**EXCERPT**
Watch for: the Mash is the leakage surface. If your prompt to the teacher includes the target, you'll get a corpus where the answer is too easy. Generate the input and target separately, or have the teacher commit before revealing.

📜

Recipe

= versioned YAML config

The Recipe is the single source of truth for a distillation run. It captures every knob: teacher, mash spec, student architecture, training hyperparameters, eval metrics, output formats. Two people with the same Recipe + the same teacher API key should get statistically equivalent Spirits.

Recipes are forkable. The community workflow is: someone publishes a Recipe → you fork it → tweak the catalog / params / teacher → distill your own variant → share back as a new Spirit.

🔥

The Still

= the training run

The actual gradient-descent loop on the student model. Inputs: the cuts (train split). Outputs: trained weights, loss curve, gradient norms. Heat is metaphor; in practice this is just AdamW on a GPU.

For Needle the Still runs 8 epochs at batch 16, lr 3e-4. On a single RTX 5090 that takes about 3 minutes.

✂

Cuts

= train / eval / test splits

The Mash is divided into cuts before training. Standard splits:

Hearts (90%) — the train set. The model trains on these.
Heads (10%) — the held-out eval set. Never seen during training. This is what Tasting Notes are computed on.
Tails — borderline or hard examples flagged for human review. (Not used in v0.1; planned for v0.3's active-learning loop.)

The terms come from real distilling: heads (volatile, kept), hearts (the core spirit), tails (less volatile, sometimes recycled). The metaphor is sharper than train/val/test.

📈

Proof

= held-out accuracy

The headline metric of a Spirit. We report it as a degree value (78°) because spirits-people say "80 proof whiskey" not "0.4 abv whiskey." Same idea: a single number that means "concentration."

The specific metric depends on task type:

Tool calling → tool-name accuracy on held-out
Classification → macro-F1
NER → span-F1
Generation → exact-match or LLM-judged similarity

Higher proof = more concentrated learning. There's a cap (the teacher's own performance on the task). Beyond that, distillation hits a wall.

📝

Tasting Notes

= auto-generated eval report

Every Spirit ships with structured Tasting Notes. Five sections:

Headline proof — single number
Strengths — what the model does well, with examples
Weaknesses — what it gets wrong, with examples
Loss curve — the training trajectory
Sample predictions — 8-10 held-out cases with gold + predicted + verdict

The point: publish the failure cases. A Spirit that hides its weaknesses can't be trusted in production. Tasting Notes make it cheap to be honest.

**DATA TO EXAMINE**
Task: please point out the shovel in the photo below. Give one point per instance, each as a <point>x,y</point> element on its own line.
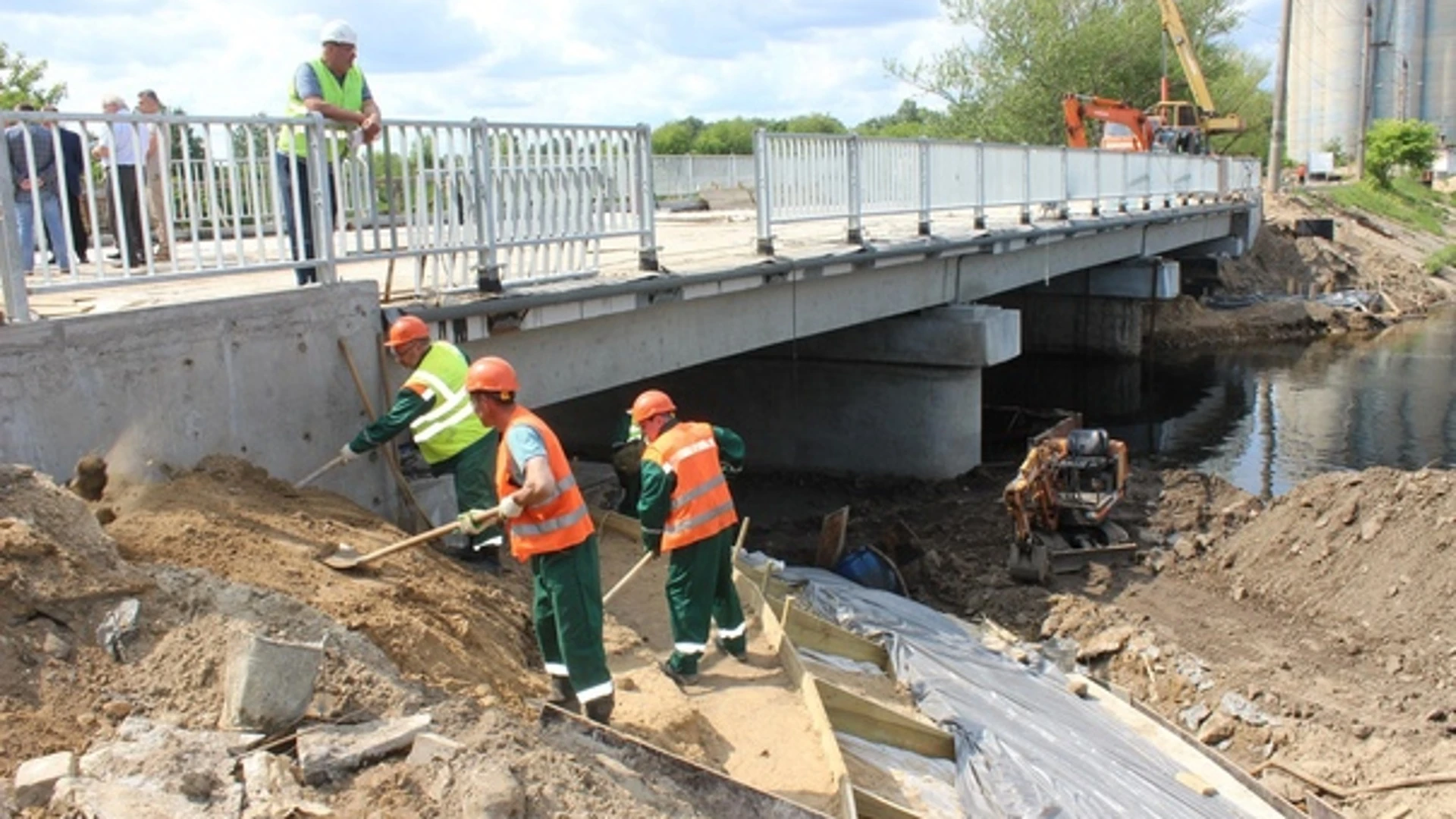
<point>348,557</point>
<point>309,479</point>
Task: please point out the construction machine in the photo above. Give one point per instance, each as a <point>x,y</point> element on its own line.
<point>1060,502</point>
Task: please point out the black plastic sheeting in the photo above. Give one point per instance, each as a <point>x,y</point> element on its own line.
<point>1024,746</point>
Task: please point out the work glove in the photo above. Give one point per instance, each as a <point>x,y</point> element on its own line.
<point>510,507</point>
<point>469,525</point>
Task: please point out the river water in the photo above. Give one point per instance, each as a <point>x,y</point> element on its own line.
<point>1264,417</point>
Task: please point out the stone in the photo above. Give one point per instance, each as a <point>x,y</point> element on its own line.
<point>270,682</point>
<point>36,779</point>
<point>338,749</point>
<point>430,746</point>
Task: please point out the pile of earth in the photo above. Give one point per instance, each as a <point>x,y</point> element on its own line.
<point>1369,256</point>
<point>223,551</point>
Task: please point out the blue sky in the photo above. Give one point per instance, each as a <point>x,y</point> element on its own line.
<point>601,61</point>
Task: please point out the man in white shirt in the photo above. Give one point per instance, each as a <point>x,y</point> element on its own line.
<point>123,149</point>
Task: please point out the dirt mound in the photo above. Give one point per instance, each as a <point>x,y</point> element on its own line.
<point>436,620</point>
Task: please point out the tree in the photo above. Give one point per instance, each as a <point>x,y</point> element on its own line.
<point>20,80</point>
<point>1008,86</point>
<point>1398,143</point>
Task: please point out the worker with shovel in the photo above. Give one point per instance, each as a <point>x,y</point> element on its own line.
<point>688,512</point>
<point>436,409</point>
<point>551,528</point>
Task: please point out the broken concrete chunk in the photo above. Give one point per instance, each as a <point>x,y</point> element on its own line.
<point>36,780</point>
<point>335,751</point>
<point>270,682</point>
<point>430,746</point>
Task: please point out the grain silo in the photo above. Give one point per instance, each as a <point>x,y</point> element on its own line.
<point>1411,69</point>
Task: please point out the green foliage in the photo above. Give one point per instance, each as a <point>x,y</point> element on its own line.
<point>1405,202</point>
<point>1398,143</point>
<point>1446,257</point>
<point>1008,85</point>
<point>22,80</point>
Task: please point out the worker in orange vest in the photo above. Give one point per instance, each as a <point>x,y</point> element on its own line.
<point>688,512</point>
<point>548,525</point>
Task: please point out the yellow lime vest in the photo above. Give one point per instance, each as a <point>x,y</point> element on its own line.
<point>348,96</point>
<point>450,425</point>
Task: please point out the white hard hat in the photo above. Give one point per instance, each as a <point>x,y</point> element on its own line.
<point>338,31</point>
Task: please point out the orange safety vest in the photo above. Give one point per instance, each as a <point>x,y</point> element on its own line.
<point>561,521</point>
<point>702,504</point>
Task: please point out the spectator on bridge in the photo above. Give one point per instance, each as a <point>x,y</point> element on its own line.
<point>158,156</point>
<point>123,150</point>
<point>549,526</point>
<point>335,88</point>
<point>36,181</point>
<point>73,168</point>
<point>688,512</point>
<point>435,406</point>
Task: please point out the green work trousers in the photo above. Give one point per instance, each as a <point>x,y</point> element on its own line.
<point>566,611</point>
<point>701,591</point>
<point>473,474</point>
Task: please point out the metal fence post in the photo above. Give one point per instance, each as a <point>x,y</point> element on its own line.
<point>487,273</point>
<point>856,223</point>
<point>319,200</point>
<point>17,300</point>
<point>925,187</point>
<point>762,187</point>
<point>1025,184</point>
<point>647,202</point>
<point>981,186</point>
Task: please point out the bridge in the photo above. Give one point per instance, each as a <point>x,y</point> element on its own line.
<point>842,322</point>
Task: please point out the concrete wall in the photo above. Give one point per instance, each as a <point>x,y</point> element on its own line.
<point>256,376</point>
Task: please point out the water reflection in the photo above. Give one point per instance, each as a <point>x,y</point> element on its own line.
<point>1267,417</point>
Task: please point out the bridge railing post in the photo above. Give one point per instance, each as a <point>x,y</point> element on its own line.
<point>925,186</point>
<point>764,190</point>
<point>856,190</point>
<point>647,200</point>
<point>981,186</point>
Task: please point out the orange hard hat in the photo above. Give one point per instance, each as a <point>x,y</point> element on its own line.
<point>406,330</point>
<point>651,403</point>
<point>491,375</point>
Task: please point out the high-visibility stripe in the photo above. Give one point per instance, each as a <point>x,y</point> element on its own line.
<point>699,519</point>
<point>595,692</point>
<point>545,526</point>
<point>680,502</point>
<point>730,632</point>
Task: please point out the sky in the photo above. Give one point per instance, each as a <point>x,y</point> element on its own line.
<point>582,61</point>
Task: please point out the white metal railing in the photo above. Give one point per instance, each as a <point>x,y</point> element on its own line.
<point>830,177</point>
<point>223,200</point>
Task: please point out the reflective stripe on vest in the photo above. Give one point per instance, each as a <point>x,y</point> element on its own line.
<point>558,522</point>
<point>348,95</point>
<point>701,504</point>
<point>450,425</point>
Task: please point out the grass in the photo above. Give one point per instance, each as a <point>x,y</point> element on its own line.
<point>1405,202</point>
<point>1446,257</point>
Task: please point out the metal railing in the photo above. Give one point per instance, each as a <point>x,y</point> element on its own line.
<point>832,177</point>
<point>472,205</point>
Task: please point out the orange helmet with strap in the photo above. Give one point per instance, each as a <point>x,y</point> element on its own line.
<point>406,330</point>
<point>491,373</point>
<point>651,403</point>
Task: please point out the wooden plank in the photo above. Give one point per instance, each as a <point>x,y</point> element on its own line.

...

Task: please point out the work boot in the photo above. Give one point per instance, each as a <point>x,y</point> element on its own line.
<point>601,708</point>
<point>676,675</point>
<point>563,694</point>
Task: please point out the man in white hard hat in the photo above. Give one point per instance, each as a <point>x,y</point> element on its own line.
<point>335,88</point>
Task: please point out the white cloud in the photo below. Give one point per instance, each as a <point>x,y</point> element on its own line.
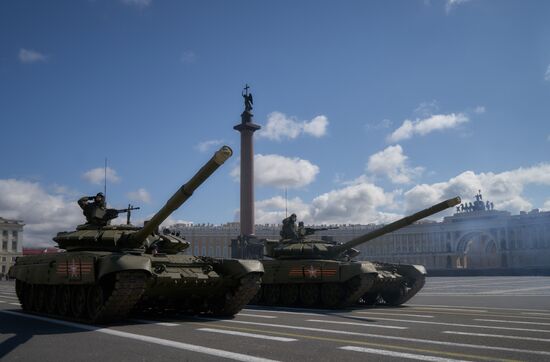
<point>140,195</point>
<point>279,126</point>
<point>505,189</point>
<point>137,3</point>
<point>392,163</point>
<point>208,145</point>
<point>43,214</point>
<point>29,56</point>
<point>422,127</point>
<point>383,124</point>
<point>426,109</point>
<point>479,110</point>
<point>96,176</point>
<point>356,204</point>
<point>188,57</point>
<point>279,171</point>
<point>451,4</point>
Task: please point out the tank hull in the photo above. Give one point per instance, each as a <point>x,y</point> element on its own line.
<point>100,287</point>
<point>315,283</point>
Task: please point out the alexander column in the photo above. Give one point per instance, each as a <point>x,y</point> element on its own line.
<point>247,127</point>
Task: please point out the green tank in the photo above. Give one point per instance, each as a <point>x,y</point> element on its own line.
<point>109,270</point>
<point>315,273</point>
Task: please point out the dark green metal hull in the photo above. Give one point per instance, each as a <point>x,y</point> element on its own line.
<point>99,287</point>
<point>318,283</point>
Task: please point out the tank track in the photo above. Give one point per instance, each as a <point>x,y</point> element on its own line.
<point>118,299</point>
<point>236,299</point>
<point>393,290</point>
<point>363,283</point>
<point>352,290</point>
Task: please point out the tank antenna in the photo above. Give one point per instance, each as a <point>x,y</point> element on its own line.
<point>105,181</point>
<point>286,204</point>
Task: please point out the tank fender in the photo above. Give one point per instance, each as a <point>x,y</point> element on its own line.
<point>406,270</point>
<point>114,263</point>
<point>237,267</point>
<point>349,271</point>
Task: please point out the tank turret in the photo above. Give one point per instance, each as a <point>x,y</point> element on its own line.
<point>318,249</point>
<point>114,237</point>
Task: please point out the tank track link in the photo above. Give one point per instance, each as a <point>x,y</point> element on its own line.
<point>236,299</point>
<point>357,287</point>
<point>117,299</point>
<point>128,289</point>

**ASSIGNED TASK**
According to the distillation glossary excerpt, about how long does the Still take for Needle on a single RTX 5090?

**SOLUTION**
About 3 minutes.